(Task brief)
Can you rewrite every line of the records below, requests included, adding -19 to each coordinate in the answers?

(Provided data)
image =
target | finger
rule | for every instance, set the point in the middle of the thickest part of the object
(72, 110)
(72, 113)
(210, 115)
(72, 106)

(Solved exercise)
image =
target | finger
rule | for every instance, set the point in the middle of the thickest part of the object
(53, 91)
(53, 94)
(191, 96)
(53, 87)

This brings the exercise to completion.